## BEGIN Task data

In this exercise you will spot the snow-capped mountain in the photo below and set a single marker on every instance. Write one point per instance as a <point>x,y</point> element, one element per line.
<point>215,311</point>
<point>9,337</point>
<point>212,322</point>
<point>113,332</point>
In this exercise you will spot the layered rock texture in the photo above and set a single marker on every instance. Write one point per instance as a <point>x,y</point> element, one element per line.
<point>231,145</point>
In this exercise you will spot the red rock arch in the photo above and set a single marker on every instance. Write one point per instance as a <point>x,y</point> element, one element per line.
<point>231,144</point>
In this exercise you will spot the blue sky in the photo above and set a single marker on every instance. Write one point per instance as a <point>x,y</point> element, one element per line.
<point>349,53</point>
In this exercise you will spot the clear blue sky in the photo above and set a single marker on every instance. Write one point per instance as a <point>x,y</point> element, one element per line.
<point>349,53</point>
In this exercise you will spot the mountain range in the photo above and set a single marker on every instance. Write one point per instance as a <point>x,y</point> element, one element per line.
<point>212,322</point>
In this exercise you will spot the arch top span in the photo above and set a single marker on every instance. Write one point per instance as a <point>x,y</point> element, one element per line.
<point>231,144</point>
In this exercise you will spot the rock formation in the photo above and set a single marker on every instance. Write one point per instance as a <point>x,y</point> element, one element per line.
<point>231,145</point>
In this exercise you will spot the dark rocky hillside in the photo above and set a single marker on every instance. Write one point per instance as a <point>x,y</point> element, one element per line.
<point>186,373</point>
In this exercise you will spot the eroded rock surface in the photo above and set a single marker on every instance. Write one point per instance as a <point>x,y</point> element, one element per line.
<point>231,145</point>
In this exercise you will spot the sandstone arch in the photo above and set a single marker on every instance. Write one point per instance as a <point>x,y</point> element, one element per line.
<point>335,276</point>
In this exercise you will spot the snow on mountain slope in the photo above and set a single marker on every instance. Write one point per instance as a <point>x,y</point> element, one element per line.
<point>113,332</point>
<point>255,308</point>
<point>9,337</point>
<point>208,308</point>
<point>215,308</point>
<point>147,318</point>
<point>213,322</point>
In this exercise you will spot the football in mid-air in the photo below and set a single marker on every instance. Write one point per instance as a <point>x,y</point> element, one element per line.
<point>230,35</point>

## END Task data

* [Task brief]:
Write out the lines again, from the line with "In this exercise you will spot the mountain" to the line with "<point>186,373</point>", putting "dot" wherever "marker" appears and leaving everything else the same.

* [Task result]:
In this exercise you will spot the mountain range in the photo above and set a single dot on every instance. Write one point per instance as a <point>x,y</point> element, one element per line.
<point>212,322</point>
In this exercise you will spot the arch top span in the photo above and set a single dot on every instance. Write one point per instance as a <point>x,y</point> element, one element per line.
<point>231,144</point>
In this exercise you will spot the rock formation in the photo above and set a single dot on every instance. Write one point per instance as a <point>x,y</point> element, one element per line.
<point>231,145</point>
In this exercise you will spot the dark rocky hillside in the photo above and set a single dot on every instance. Write one point per instance as a <point>x,y</point> element, one element per line.
<point>186,373</point>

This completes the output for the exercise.